[Text — start]

Bill Kristol, conservative editor of the Weekly Standard, summed up the political stakes for the GOP best by tweeting this yesterday:
“Other GOP candidates will denounce this. Will they also say they couldn’t support him if somehow he becomes nominee?”
Speaker Paul Ryan (R-WI) answered that question this morning with a resounding “no.” At a press conference, Ryan characterized Trump’s comments as “not who we are as a party.” But when pressed about whether he’d support Trump if he becomes the nominee, Ryan said, “I’m going to support whoever the Republican nominee is and I’m going to stand up for what I believe in as I do that.”
According to Lynn Tramonte, Deputy Director of America’s Voice: “It’s easy to condemn a racist like Donald Trump, but its not enough to condemn his words if you end up rallying around him later on as the nominee. So far, Republican leaders–on the campaign trail and Capitol Hill–seem content to let him be the tail that wags the GOP dog, so long as they slam his toxic, un-American vitriol in the process. Well, sorry GOP, but words aren’t enough. You need to show leadership and that you’re capable of distancing yourself from racist demagogues like Donald Trump. This is not just a fight over which party can retake the White House; it’s a fight over which type of party the GOP wants to be: one with a future or one that we can only read about in history books. So far, it looks like the restrictionist side is winning—and threatening the Party’s future the process.”
To back up his comments, Trump cited bogus Center for Security Policy data on Muslims in the U.S., showing that “25% of those polled agreed that violence against Americans here in the United States is justified as a part of the global jihad” and that 51% “agreed that Muslims in America should have the choice of being governed according to Shariah.” In what should shock no one, the Center for Security Policy is a hate group run by white nationalist, Frank Gaffney. Not only that, but Trump also has support from a number of other fringe conservatives, including the National Review’s Andrew McCarthy, Fox News’s Erick Erickson, Texas Radio Host Michael Berry and a number of other white nationalist media.
Gaffney has recently increased his anti-refugee and anti-Muslim activities over the past year and his rhetoric is only getting worse. During a Q&A session at the Western Conservative Summit in Denver in June of this yearan attendee asked Gaffney to comment on “Somali colonies” working in meatpacking plants in Colorado. Gaffney responded to the question by stating, “I don’t know about you, but it kind of creeps me out that they are getting jobs in the food supply of the United States.” And in September of this year, Gaffney invited white nationalist Jared Taylor on his radio show to discuss the Syrian refugee crisis, during which Gaffney called Taylor’s vile American Renaissance website, “wonderful,” and asked, “Is it the death of Europe what we’re seeing at the moment in terms of this migration, this invasion?”

[Text — finish]
[Recorded information — start]

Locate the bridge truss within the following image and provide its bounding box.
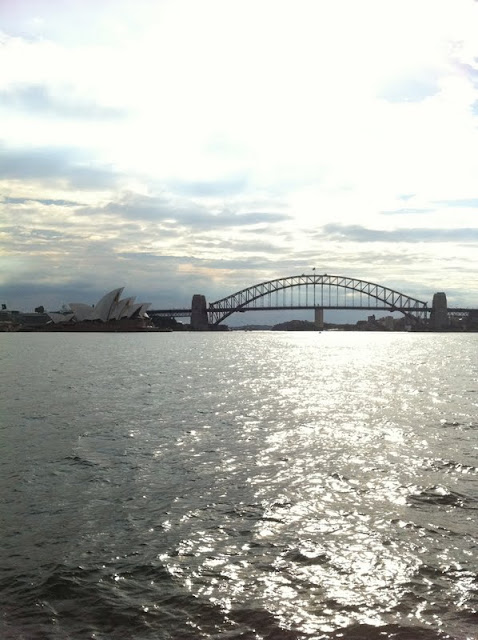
[207,273,430,325]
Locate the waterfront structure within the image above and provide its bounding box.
[48,287,151,331]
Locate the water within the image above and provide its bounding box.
[0,332,478,640]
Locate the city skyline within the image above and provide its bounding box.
[0,0,478,310]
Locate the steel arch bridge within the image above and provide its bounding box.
[207,273,431,325]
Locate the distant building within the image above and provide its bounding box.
[48,287,152,331]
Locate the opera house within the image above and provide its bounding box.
[45,287,153,331]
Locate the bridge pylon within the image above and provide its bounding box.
[191,293,209,331]
[314,307,324,331]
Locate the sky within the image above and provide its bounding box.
[0,0,478,324]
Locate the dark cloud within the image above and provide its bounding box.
[0,145,118,189]
[322,224,478,243]
[0,84,127,120]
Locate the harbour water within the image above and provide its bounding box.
[0,332,478,640]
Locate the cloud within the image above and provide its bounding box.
[322,224,478,243]
[0,84,128,120]
[95,193,290,230]
[435,198,478,209]
[3,196,84,207]
[377,69,440,103]
[380,207,435,215]
[0,144,118,188]
[168,176,247,197]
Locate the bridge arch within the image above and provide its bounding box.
[207,273,429,325]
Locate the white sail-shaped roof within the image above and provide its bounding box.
[90,287,124,322]
[138,302,151,318]
[47,311,74,324]
[68,302,94,322]
[110,296,135,320]
[123,302,142,318]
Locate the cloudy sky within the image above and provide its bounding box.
[0,0,478,320]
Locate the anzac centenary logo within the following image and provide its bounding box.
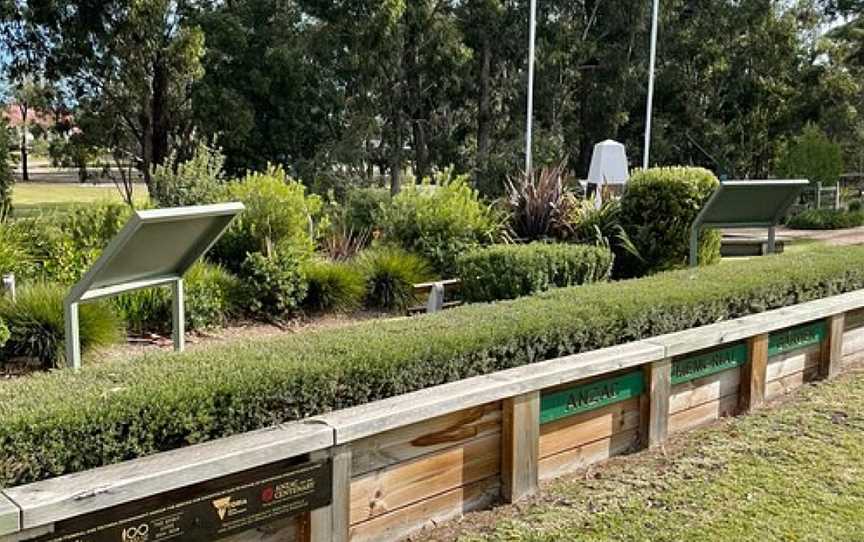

[Recorded information — finish]

What you are asked to do: Reproduce the portion of the passage on Trump and the Republican Party that begins with "To back up his" and continues through "white nationalist media.".

Exercise result:
To back up his comments, Trump cited bogus Center for Security Policy data on Muslims in the U.S., showing that “25% of those polled agreed that violence against Americans here in the United States is justified as a part of the global jihad” and that 51% “agreed that Muslims in America should have the choice of being governed according to Shariah.” In what should shock no one, the Center for Security Policy is a hate group run by white nationalist, Frank Gaffney. Not only that, but Trump also has support from a number of other fringe conservatives, including the National Review’s Andrew McCarthy, Fox News’s Erick Erickson, Texas Radio Host Michael Berry and a number of other white nationalist media.